▶ [Task 1]: In the forum thread about disliked classical music, which Tchaikovsky symphony does clavichorder say many people adore but finds boring?

▶ [Excerpted text]:
↓↓↓
I didn't care for Mahler's 4th on first listen either. The 9th, though... I was amazed!


----------



## Huilunsoittaja (Apr 6, 2010)

Mahlerian said:


> Speaking as a Mahlerian, I can attest that I, too, dislike Shostakovich's 7th symphony, particularly the outer movements, though. So, perhaps not Mahlerian enough for me, but too much for you?
> 
> I can't imagine ever thinking that Mahlerian means that something is "bland" or "lacking in melody", though...


Well, speaking to a professed Mahlerian, I can see how your favorite style could be altered for the worse by a composer who shouldn't. And same for me, I wouldn't want a composer who sounds one way suddenly changing another way. Shostakovich _shouldn't_ sound like Mahler, imo, he should sound like himself, which is in his dramatic Ballet and Film music, and other Symphonies. You simply like the Mahlerian coloring, and I like the Russian coloring. I guess Shostakovich became luke-warm by trying to synthesize both, and didn't work out. :lol:


----------



## Huilunsoittaja (Apr 6, 2010)

bigshot said:


> The great thing about this forum is that there's someone here to hate just about everything! Such a wide variety of dislikes!


Haha that's a clever way to see it. I don't see disliking pieces of music as negative, but simply a sign of knowledge of self, and sincerity. Above all, be yourself.


----------



## clavichorder (May 2, 2011)

PetrB said:


> I get but do not at all care for:
> 
> Think Beethoven's Hammerklavier wrongly enshrined, a seriously flawed and ugly piece, but hey, it is Beethoven, in full force amain with all of his personal struggle of actually composing, wrestling with the musical materials 'to make them work.' Ditto his Grosse Fuga movement from the string quartet.


Man, screw late Beethoven!


----------



## clavichorder (May 2, 2011)

I love the music of Brahms. I used to only admire his craft, or his lighter music, and found the 'brahmsian sound' interesting but never consistently moving. This really changed. I don't like every note the man wrote, and especially not on first listen, but I can think of few symphonies that satisfy me more than his 3rd. His shape shifting wit and variation, the unique use of harmony, its all so fully realized that I see his best work less as quirky and dark and more as wholesome these days. But none of that was the point of this thread. 

Dvorak used to bore me when younger; I thought his 9th was boring. Though he breathed more and wasn't as stuffy as Brahms seemed, there was still a clunkiness that I couldn't stand compared to the grave of Tchaikovsky. Then I came around to a genuine enjoyment of his 8th when I finally worked up the patience to hear the whole 1st movement, and he clicked more. This allowed the greatness of the 7th to sink in.

I'll say that one work that many people adore, but just bores me, is Tchaikovky's 5th symphony. To me, it is more bland than Tchaikovsky usually is; the 4th and 6th were instant sales, as was the 1st and even the 2nd. The 3rd fares better currently than the 5th, though its a tossup with the Manfred.

I also generally do not find Vaughan Williams to be very interesting. And hearing a Wagner work in its entirety destroys my enjoyment of the great music that can be found in it. Webern really doesn't work for me, I can use my imagination with his music and it makes a sort of sense, but I have never found that to be worth it except when I have to sit down and hear it in a concert.
↑↑↑
▶ [Provided material]:
↓↓↓
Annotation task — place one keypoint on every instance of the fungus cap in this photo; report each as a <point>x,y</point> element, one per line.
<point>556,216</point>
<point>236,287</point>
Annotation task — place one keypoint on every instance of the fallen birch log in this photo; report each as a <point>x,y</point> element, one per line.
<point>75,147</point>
↑↑↑
▶ [Task 2]: Show every line of the records that contains the string "Annotation". Case counts.

▶ [Correct result 1]: Tchaikovsky's 5th symphony.

▶ [Correct result 2]:
Annotation task — place one keypoint on every instance of the fungus cap in this photo; report each as a <point>x,y</point> element, one per line.
Annotation task — place one keypoint on every instance of the fallen birch log in this photo; report each as a <point>x,y</point> element, one per line.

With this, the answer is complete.